## Task to complete
Print the material below line for line, with no changes, but leave out the pictures.

********

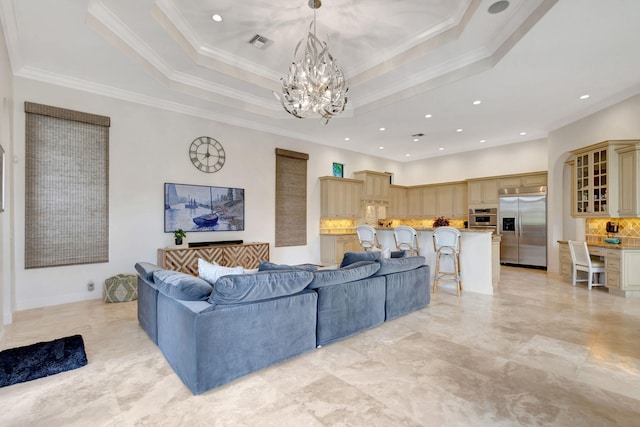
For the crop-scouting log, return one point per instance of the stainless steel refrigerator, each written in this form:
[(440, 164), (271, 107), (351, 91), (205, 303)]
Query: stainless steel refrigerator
[(522, 222)]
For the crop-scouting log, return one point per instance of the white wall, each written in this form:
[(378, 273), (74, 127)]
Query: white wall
[(620, 121), (6, 99), (530, 156), (149, 147)]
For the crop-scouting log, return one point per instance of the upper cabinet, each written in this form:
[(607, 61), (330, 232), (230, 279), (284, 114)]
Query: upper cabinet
[(603, 179), (629, 194), (398, 202), (483, 192), (340, 197), (376, 186), (595, 185)]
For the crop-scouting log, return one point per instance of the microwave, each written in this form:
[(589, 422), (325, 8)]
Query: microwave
[(483, 217)]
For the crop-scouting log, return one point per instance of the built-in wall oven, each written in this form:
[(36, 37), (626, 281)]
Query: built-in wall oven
[(483, 217)]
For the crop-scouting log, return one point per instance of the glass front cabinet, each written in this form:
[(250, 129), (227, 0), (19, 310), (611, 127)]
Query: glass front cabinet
[(595, 184)]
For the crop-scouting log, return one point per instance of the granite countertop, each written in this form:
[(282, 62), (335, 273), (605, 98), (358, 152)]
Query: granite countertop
[(603, 244)]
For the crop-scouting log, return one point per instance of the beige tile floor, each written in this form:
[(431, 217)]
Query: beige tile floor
[(539, 352)]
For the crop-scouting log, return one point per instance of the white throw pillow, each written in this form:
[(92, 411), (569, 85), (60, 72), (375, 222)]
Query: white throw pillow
[(212, 272)]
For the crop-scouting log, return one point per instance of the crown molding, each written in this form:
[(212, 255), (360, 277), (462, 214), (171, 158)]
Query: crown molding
[(11, 34), (179, 29)]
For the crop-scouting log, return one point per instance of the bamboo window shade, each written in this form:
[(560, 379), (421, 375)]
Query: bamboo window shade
[(67, 187), (291, 198)]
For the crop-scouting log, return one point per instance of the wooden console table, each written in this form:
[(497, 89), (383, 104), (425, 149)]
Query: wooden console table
[(185, 260)]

********

## Exercise solution
For the crop-scouting log, return one point per instance of the stainless steel refrigerator, each written in this form:
[(440, 164), (271, 107), (351, 91), (205, 303)]
Query: stainless steel refrigerator
[(522, 222)]
For the crop-scouting log, return one point per instance of the white wall, each written in this form:
[(378, 273), (74, 127)]
Query: white wall
[(620, 121), (6, 99), (530, 156), (149, 147)]
For the crop-scouting log, return one point per instance of the upper cabinet, each written in this form:
[(607, 61), (330, 232), (230, 279), (284, 114)]
Query: upper cabinet
[(603, 179), (629, 194), (398, 202), (483, 192), (340, 197), (376, 186), (595, 185)]
For the crop-scouting log, return one point per instance of the microwave, each written in this form:
[(589, 422), (325, 8)]
Query: microwave
[(483, 217)]
For the crop-scouting log, return one point per instance of the built-in wall oven, each written in this form:
[(36, 37), (626, 281)]
Query: built-in wall oven
[(483, 217)]
For the crop-scouting log, return one point per instance of the glass front cabinet, each written in this form:
[(250, 129), (227, 0), (19, 310), (611, 127)]
Query: glass front cabinet
[(595, 184)]
For the crop-scouting log, return one point per instance of the granite countertop, each written in this form:
[(282, 62), (335, 273), (605, 98), (358, 152)]
Query: granite countertop
[(603, 244)]
For the crop-scouting log, return one point per instance of the beige tile floor, each written in this form:
[(431, 217)]
Query: beige tile floor
[(539, 352)]
For the crop-scouting log, return one point per instance of the white throw pillow, each written in this form:
[(92, 411), (569, 85), (60, 72), (375, 222)]
Query: white throw pillow
[(212, 272)]
For the crop-scouting log, return one point per instance of the crown molding, each written in this form:
[(212, 255), (360, 277), (462, 214), (171, 158)]
Query: crown molding
[(11, 34), (179, 29)]
For the crop-scouting log, return one point per instance of the bamboo window shade, each written in this form:
[(560, 379), (421, 375)]
Query: bamboo window shade
[(67, 187), (291, 198)]
For the crop-scouting log, return one point per instance of the wooden console table, each written in this form:
[(497, 89), (383, 104), (425, 149)]
Query: wooden console table
[(185, 260)]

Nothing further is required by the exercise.